WHAT YOU ARE ASKED TO DO
Print every line below that comes at or after the line containing "mode = per_instance", exactly as written.

MATERIAL FOR THE TASK
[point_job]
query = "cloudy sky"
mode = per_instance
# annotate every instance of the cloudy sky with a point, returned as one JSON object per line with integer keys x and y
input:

REPLY TO THE TASK
mode = per_instance
# annotate every instance of the cloudy sky with a point, returned as one JSON object per line with integer keys x and y
input:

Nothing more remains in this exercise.